§ Extracted data entries
☆ ☆ ☆

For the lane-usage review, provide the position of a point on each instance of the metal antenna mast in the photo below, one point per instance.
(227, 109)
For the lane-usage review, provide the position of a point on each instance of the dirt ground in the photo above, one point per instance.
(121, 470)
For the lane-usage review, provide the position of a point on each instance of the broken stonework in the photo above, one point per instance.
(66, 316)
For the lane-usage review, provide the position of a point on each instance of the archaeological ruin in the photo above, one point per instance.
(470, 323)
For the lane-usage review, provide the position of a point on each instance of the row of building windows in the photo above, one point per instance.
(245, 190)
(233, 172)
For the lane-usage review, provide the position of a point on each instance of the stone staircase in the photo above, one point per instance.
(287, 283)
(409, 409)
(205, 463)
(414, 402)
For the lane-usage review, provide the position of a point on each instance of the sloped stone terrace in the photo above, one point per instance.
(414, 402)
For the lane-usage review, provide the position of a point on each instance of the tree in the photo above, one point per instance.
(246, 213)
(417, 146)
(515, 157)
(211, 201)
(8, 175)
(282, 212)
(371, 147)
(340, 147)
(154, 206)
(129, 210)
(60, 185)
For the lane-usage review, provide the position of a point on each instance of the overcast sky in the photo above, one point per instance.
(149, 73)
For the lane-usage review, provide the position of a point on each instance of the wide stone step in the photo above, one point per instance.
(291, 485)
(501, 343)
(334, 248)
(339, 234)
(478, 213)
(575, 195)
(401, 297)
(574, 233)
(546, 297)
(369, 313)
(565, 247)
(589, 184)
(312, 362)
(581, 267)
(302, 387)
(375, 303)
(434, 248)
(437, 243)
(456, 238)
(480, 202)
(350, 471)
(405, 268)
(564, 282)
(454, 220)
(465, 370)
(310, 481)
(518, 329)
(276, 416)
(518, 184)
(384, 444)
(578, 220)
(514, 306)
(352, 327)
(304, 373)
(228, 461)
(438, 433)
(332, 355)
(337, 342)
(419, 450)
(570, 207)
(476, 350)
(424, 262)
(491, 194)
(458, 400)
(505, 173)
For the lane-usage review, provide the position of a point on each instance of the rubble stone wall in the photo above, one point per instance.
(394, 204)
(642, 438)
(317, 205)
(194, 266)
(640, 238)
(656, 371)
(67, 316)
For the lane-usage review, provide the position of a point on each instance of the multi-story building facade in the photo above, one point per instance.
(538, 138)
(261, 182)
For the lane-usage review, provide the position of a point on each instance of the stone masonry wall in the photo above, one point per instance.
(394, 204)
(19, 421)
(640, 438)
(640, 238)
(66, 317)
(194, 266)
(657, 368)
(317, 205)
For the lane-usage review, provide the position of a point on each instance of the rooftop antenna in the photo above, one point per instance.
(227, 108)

☆ ☆ ☆

§ Task brief
Rewrite every item above, substituting "site survey" for each occurrence of "lane-usage review" and leaving everything else unchanged.

§ Solution
For the site survey, provide the position of a point on each instance of the metal antenna mast in the photo below, one point per instance.
(227, 109)
For the site survey, provide the position of a point on each instance of the dirt ground in the photo above, one point per instance.
(121, 470)
For the site survey, provide the position of a point on each instance of the broken stonework in the photo above, one point per instance.
(66, 316)
For the site survey, provide the position of a point on each instance of the archaeological ruin in the photo above, one point per instance.
(470, 323)
For the site survey, provide the position of a point on each instance of the row of building windows in the photo above, one point per instance.
(245, 190)
(233, 172)
For the site survey, provide the position of a point on each instance of the stone staircase in the photo above, one point per instance.
(287, 283)
(409, 409)
(205, 463)
(414, 402)
For the site survey, provide the position of a point on each instance of the sloped stone terrace in the photo above, one point per instance.
(414, 402)
For the site survey, provide the position of a point on each instance of the tree in the photo above, one point per instance.
(246, 213)
(417, 146)
(515, 157)
(211, 201)
(8, 175)
(282, 212)
(371, 147)
(340, 147)
(154, 206)
(129, 210)
(60, 185)
For the site survey, provide the position of a point on each instance of the overcast sky in the photo above, one point per instance.
(149, 73)
For the site survey, provide the position of a point on each instance of the wide stone step in the photo above, one point per instance.
(291, 485)
(501, 343)
(334, 248)
(339, 234)
(478, 213)
(575, 195)
(401, 297)
(574, 233)
(546, 297)
(369, 313)
(565, 247)
(589, 184)
(312, 362)
(581, 267)
(302, 387)
(375, 303)
(434, 248)
(437, 243)
(456, 238)
(480, 202)
(350, 471)
(405, 268)
(564, 282)
(454, 220)
(465, 370)
(310, 481)
(518, 329)
(276, 416)
(518, 184)
(384, 444)
(578, 220)
(514, 306)
(352, 327)
(304, 373)
(228, 461)
(438, 433)
(332, 355)
(337, 342)
(419, 450)
(570, 207)
(476, 350)
(424, 262)
(491, 194)
(458, 400)
(505, 173)
For the site survey, provide the position of a point on each instance of the rubble stone wall in the photo above, one point per instance.
(394, 204)
(642, 438)
(317, 205)
(194, 266)
(640, 238)
(656, 371)
(67, 316)
For the site survey, provide the position of a point on each instance of the multi-story building facade in the photo above, one point per instance.
(538, 138)
(261, 182)
For the site survey, provide the position of a point on each instance of the stone masonry wall in the photo above, one point per instance.
(394, 204)
(19, 421)
(640, 438)
(640, 238)
(66, 317)
(194, 266)
(657, 368)
(317, 205)
For the site survey, provide the position of a point on each instance of the rooftop antenna in the photo above, one point per instance.
(227, 108)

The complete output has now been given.